- Work task -
Transcribe every entry that follows, word for word, and omit the images.

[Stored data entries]
####
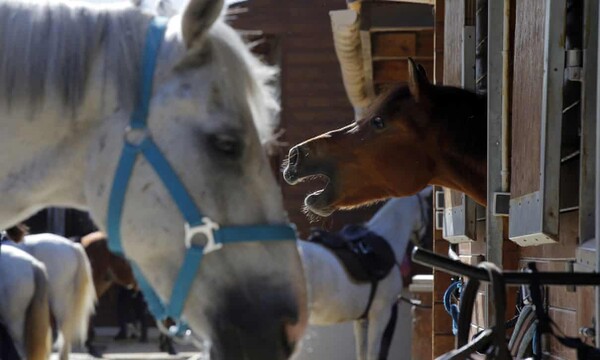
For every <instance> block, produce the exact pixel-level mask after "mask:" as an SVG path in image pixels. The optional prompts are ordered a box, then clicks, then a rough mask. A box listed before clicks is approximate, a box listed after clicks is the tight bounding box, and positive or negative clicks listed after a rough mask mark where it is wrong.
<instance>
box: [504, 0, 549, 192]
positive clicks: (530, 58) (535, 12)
mask: <svg viewBox="0 0 600 360" xmlns="http://www.w3.org/2000/svg"><path fill="white" fill-rule="evenodd" d="M544 4H545V0H530V1H517V4H516V6H517V8H516V23H515V52H514V54H515V56H514V67H513V69H514V75H513V76H514V77H513V102H512V103H513V108H512V110H513V112H512V116H513V117H512V119H513V121H512V147H513V154H514V156H513V157H512V163H511V198H513V199H514V198H518V197H520V196H523V195H526V194H529V193H532V192H535V191H537V190H539V188H540V175H539V174H540V136H539V134H540V131H541V119H542V86H543V80H544V79H543V70H544V69H543V65H544V62H543V58H544ZM521 154H528V155H527V156H520V155H521Z"/></svg>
####
- Task response -
For every <instance> block, produce the exact pixel-level mask after "mask:" as an SVG path in image pixels. The optional prompts are ordered a box, then clicks, then a rough mask. A box listed before clicks is approximate, a box listed after clicks is the tight bounding box, and positive or negative clicks listed after a rough mask mark where it is wrong.
<instance>
box: [504, 0, 549, 192]
positive clicks: (530, 58) (535, 12)
mask: <svg viewBox="0 0 600 360" xmlns="http://www.w3.org/2000/svg"><path fill="white" fill-rule="evenodd" d="M544 4H545V0H530V1H517V4H516V6H517V8H516V23H515V52H514V54H515V56H514V67H513V69H514V75H513V76H514V77H513V102H512V103H513V108H512V110H513V112H512V116H513V117H512V119H513V121H512V147H513V154H514V156H513V157H512V163H511V198H513V199H514V198H518V197H520V196H523V195H526V194H529V193H532V192H535V191H537V190H539V188H540V175H539V174H540V136H539V134H540V131H541V119H542V86H543V80H544V79H543V70H544V69H543V65H544V62H543V58H544ZM521 154H528V155H527V156H520V155H521Z"/></svg>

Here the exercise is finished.